Paz Valenzuela and Rumi Sabzwari are two teens from different worlds. Both are disillusioned by their respective lives where people seem motivated by violence and vengeance. Not much for following rules, Paz lives in Paraíso where bomb craters, charred towers, and wasteland from chemical weapons make up the landscape. Born with a birth defect because of the residual effects of bioterrorism, Paz prays for patience and strength to know that one day things will change.

Although Rumi doesn’t remember the Hot Wars which resulted in the building of Upper City’s walls, he knows the stories. Recently back from rehabilitation after a drug overdose, Rumi is trying to adjust to his new life—one where every citizen takes pharmaceuticals that are supposed to keep them all from going crazy inside their walls, wears glasses with overlays to disguise the world’s reality, and lives in relative luxury amid spec screens, SimPlay, and swirling adverts that manipulate minds with propaganda.

When Rumi’s father returns from a trip infected with a deadly virus, Rumi decides to leave the safety of the walled city of St. Iago to journey into the unknown of Lower City’s poisoned wasteland in order to find a vaccine that might save his father.

On his journey, Rumi is captured and tortured by Las Oscuras. Some consider the group to be comprised of thieves, murderers, terrorists, and wielders of chaos. Others consider them to be revolutionaries helping to set right a world gone rotten. Paz sees them as heroes and wishes to join their ranks. As an initiation, Paz will guide Rumi, gain his trust, and steal the vaccine.

As the two learn about one another’s lives and hear their stories, a relationship begins to form—one that has them questioning previous truths. One story about a jaguar makes Rumi wonder: “As Upper City told it, the story of the jaguar was a tale of wild nature subdued; as Paz told it, it was a tale of wildness untamed. Either way, the jaguar was a symbol intended to plant seeds of fear, to make me trust the tellers of the story because I was helpless without them” (302).

In addition to the adventure story aspect, Under This Forgetful Sky by Lauren Yero provokes thought for the reader, as well. We are invited to think not only about social justice and inequity but about power.  First, Rumi’s father tells his son: “There’s a fundamental aspect of humankind that you must understand if you want to succeed in life. People can justify any action that results in something they truly want. . . . People like to be safe, Rumi. To be free from hardship. . . . People will sacrifice many things of their own volition—their liberties, their time, even their dignity—if it’s for a cause they believe in. But they will never sacrifice their comfort” (346). This idea begs for interrogation. Another topic worthy of question is this: “There are four powers in the world—the power to fear, the power to hate, the power to love, and the power to forgive. Each of these you have known, dear children. And which is the greatest?” (351)

To further enrich her writing, Yero alludes frequently to Chile as well as to the social justice advocate Victor Jara and to the 13th-century Persian poet and Sufi mystic Rumi.

**********

PROMPT ▸
Transcribe the passage of the review starting at "Although Rumi doesn’t" and ending at "minds with propaganda.". The data that come next are separate material, unconnected to the review.

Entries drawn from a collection
**********

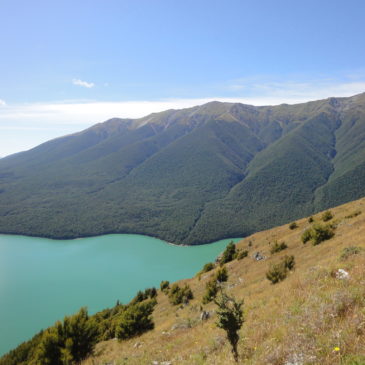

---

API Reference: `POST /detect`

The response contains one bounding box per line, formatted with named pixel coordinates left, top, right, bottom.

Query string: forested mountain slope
left=0, top=94, right=365, bottom=244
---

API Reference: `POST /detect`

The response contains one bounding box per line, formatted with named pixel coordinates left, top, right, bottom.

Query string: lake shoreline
left=0, top=231, right=242, bottom=247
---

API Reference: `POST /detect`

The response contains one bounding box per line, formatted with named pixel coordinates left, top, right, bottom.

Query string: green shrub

**********

RESPONSE AREA ▸
Although Rumi doesn’t remember the Hot Wars which resulted in the building of Upper City’s walls, he knows the stories. Recently back from rehabilitation after a drug overdose, Rumi is trying to adjust to his new life—one where every citizen takes pharmaceuticals that are supposed to keep them all from going crazy inside their walls, wears glasses with overlays to disguise the world’s reality, and lives in relative luxury amid spec screens, SimPlay, and swirling adverts that manipulate minds with propaganda.